### [What is being asked]
Every record below, from first to last: print it exactly as shown.

### [Extracted information]
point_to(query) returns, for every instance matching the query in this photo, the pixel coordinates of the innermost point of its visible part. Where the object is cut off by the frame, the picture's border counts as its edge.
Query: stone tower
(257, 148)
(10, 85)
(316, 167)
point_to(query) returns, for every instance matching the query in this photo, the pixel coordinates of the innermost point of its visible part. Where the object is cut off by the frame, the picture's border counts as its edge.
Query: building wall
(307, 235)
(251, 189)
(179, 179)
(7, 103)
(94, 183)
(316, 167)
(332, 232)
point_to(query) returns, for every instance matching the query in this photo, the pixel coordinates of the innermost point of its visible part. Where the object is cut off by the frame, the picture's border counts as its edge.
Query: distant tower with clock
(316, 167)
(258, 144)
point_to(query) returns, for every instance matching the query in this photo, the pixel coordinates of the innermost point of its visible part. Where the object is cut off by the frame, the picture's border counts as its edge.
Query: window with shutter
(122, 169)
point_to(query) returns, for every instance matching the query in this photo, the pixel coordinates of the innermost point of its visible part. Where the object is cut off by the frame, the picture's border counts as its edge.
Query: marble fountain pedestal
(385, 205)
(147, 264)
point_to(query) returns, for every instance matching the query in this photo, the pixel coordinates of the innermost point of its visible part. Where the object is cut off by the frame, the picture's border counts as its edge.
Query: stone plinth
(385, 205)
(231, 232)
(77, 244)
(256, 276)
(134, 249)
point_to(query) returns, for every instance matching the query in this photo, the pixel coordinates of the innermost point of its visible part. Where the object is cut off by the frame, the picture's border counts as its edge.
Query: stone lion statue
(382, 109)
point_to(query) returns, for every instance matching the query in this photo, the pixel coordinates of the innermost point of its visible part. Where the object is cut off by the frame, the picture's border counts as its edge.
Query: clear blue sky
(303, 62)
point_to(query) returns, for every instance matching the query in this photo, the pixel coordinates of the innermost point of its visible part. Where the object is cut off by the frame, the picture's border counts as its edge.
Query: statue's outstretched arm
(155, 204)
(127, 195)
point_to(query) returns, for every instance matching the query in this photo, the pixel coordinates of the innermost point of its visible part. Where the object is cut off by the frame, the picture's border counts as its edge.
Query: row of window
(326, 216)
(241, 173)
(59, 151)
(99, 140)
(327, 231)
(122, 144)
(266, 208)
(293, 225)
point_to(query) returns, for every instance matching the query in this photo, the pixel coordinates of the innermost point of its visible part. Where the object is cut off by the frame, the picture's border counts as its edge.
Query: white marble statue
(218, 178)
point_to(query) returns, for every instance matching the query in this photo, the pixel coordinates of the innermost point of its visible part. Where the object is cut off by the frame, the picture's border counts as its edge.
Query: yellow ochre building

### [Result below]
point_to(query) returns, for every instance matching the query in this photo, the pixel coordinates of the innermost point of its visible part. Where the object is cut off by the frame, the picture's border counts as its edge.
Query: stone tower
(257, 148)
(10, 85)
(316, 167)
point_to(query) returns, for every instance matching the query in this photo, the pixel coordinates of the innermost point of its visible part. Where the object is cut off by the frame, the picture's border counts as its edge.
Query: building wall
(307, 235)
(251, 189)
(179, 179)
(7, 103)
(94, 183)
(316, 167)
(332, 232)
point_to(query) returns, for every instance matching the query in this photo, the pixel coordinates of the innermost point of its visible part. Where the object is cut off by the frame, the picture's border counts as its edge.
Query: distant tower with clock
(316, 167)
(258, 144)
point_to(query) returns, for every instance matching the query in this photo, the pixel coordinates of the innermost point of its visible part. Where the object is cut off by the frame, the picture's border counts as its edge.
Query: window with shutter
(122, 169)
point_to(query) returns, for every instance matching the query in this photo, the pixel coordinates of the innermost point of its visible part. Where the object is cut off by the frame, the picture's border counts as its edge.
Query: marble fountain pedestal
(385, 205)
(147, 264)
point_to(query) returns, for every instance matching the query in this photo, the pixel coordinates of the innermost point of its visible part. Where the object is cut off by the frame, the picture's border counts as its edge.
Query: stone plinth
(385, 205)
(231, 232)
(77, 244)
(256, 276)
(134, 249)
point_to(query) returns, for every instance matching the query in this photo, the pixel coordinates of the innermost point of its visible part. Where the object is cut off by the frame, the picture's border counts as its edge.
Query: stone lion statue
(382, 109)
point_to(query) returns, for every instance matching the query in this photo, the pixel coordinates of the innermost point of its visible part. Where the object is cut off by the frame, the picture's border counts as its edge.
Query: clear blue sky
(303, 62)
point_to(query) returns, for every instance matching the query in this photo, the pixel coordinates of the innermost point of its visible part. Where the object is cut off by the frame, the picture's border counts as its edge.
Query: statue's outstretched arm
(155, 204)
(127, 195)
point_to(query) returns, for every instance matching the query in this photo, the pixel coordinates of the innermost point of its visible part. Where the object is cut off by the frame, the picture's border counts as its edge.
Query: row of window
(326, 216)
(241, 173)
(59, 151)
(99, 140)
(327, 231)
(122, 144)
(266, 208)
(293, 225)
point_to(query) returns, for every instance matching the query in this photo, the pixel coordinates of the innermost point of its visible part. Where the object is cut off by the frame, the picture's border counts as its edge.
Query: white marble statue
(218, 178)
point_to(query) returns, for every instance matching the query in this photo, the pixel coordinates of the innermost point of its visible part. Where the object is cut off by the frame, the picture's border counts as its edge.
Query: yellow ochre building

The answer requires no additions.